◆ **Provided data**:
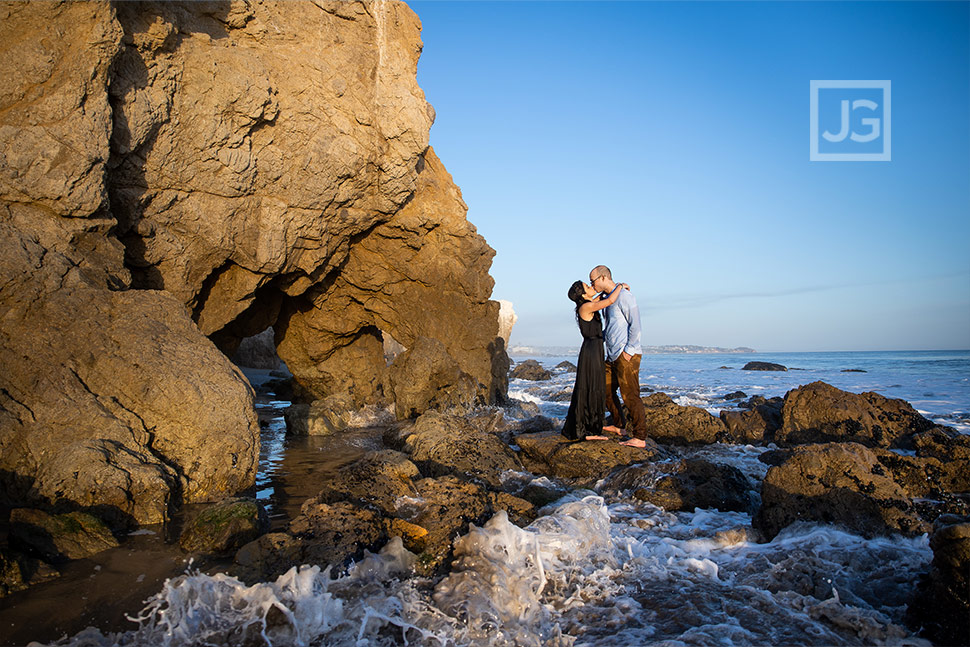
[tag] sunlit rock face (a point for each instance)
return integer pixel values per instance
(176, 177)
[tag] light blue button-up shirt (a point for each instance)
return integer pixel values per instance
(621, 331)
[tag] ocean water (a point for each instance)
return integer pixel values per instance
(936, 383)
(599, 567)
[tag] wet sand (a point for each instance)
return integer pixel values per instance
(100, 591)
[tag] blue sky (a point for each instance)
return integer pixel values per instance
(670, 140)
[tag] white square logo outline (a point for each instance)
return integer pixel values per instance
(885, 155)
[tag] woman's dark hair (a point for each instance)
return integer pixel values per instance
(575, 294)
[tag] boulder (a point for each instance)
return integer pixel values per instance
(819, 412)
(426, 377)
(552, 454)
(763, 366)
(18, 571)
(224, 527)
(687, 484)
(441, 444)
(940, 609)
(532, 370)
(756, 425)
(324, 214)
(836, 483)
(671, 423)
(72, 535)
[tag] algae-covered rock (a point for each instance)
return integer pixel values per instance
(58, 537)
(224, 527)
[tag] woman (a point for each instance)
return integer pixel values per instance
(584, 420)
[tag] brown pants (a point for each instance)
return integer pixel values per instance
(626, 374)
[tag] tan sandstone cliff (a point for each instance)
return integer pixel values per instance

◆ **What the task requires**: Switch every "pixel" in the data above to "image", and write out the whole data again with nothing else changed. Leave the pictures out of your answer.

◆ **Exercise response**:
[tag] sunlit rock face (a point for each instance)
return integer image values per instance
(176, 177)
[tag] light blue button-up shirt (a point for each instance)
return integer image values per instance
(621, 331)
[tag] ocean water (a point for each instance)
return integer image values per instance
(936, 383)
(599, 567)
[tag] wet sand (a point for each instance)
return integer image values per instance
(100, 591)
[tag] blue sky (a point for each instance)
return integer image values per instance
(670, 140)
[tag] white square logo outline (a point for each instance)
return integer image values per instance
(885, 155)
[tag] woman's dark hair (a point for each instance)
return integer image values per instance
(575, 294)
[tag] boulder (a point for each instance)
return integer image values per instance
(819, 412)
(426, 377)
(552, 454)
(763, 366)
(18, 571)
(224, 527)
(687, 484)
(441, 444)
(940, 609)
(532, 370)
(756, 425)
(324, 214)
(836, 483)
(671, 423)
(72, 535)
[tag] algae-covered rock (a point for each instance)
return integer image values per instance
(58, 537)
(224, 527)
[tag] woman (a point for each instance)
return integer image values per instance
(584, 420)
[tag] brown pants (a point for each instance)
return integer image values per instance
(626, 374)
[tag] tan sandstone cliff (a point for each instance)
return integer image values per instance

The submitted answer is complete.